===== Source material =====

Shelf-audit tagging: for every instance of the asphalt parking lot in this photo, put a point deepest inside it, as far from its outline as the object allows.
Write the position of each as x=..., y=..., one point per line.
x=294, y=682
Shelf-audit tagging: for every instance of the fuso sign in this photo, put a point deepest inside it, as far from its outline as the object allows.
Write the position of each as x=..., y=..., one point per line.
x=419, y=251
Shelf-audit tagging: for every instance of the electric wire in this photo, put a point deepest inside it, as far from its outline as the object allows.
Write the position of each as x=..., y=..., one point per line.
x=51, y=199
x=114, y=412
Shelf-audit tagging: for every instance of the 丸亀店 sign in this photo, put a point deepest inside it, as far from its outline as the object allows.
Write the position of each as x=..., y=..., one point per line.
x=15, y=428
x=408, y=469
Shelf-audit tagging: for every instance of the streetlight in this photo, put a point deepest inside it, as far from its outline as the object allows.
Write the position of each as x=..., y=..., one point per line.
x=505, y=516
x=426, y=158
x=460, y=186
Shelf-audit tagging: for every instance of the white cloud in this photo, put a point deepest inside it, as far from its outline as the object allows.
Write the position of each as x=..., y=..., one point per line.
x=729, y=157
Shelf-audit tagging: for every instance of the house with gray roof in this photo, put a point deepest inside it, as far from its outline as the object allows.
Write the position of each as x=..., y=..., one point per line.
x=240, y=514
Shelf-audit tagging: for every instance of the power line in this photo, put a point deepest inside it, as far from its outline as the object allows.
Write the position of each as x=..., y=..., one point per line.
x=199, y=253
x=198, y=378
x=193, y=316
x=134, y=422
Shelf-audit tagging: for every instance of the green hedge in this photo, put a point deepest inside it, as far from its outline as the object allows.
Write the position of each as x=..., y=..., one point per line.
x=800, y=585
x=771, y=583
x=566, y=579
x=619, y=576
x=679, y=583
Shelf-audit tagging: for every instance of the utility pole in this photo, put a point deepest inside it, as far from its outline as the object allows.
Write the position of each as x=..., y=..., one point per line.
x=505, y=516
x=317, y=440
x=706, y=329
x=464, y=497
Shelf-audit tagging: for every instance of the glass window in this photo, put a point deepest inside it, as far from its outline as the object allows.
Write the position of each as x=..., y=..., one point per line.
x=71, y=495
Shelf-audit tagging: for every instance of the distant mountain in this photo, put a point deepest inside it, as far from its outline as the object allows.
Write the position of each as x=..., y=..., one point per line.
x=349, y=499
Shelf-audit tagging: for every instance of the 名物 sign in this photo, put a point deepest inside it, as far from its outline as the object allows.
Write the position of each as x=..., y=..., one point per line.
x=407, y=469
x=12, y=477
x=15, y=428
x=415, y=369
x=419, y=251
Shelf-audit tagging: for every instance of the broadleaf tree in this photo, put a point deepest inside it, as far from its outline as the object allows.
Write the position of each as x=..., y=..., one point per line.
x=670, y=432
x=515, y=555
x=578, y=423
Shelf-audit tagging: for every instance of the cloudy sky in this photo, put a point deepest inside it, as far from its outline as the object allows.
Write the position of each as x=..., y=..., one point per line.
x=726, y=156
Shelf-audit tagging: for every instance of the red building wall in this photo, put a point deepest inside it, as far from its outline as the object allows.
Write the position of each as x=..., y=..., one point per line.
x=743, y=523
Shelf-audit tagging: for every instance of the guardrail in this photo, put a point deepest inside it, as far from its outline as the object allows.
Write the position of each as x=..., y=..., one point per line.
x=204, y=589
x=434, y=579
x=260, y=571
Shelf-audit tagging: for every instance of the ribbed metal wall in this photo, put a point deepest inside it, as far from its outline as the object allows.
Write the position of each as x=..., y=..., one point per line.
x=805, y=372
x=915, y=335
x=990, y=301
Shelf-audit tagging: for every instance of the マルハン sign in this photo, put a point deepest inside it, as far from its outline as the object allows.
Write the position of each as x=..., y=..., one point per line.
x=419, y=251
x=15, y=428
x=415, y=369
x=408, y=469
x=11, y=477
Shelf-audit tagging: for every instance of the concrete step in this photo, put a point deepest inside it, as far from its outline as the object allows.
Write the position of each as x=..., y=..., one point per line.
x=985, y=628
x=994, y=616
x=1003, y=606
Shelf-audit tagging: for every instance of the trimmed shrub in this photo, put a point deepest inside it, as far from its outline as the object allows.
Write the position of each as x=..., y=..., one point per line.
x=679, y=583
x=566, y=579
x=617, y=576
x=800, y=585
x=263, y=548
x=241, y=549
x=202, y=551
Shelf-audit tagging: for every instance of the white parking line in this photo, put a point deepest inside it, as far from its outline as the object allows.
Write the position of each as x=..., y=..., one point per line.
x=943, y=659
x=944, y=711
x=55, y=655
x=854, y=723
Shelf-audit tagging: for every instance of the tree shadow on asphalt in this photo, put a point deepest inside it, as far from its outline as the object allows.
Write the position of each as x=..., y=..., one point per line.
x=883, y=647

=====

Your objective: The task calls for all lines in the entries that hold "wall".

Finished exercise:
Shelf-audit tagging: for every instance of the red building wall in this photo, put a point deepest inside it, as far from its outline as the object allows.
Shelf-audit tagging: for every instance of the ribbed metal wall in this photo, put a point deepest inside it, as far from its outline as the object allows.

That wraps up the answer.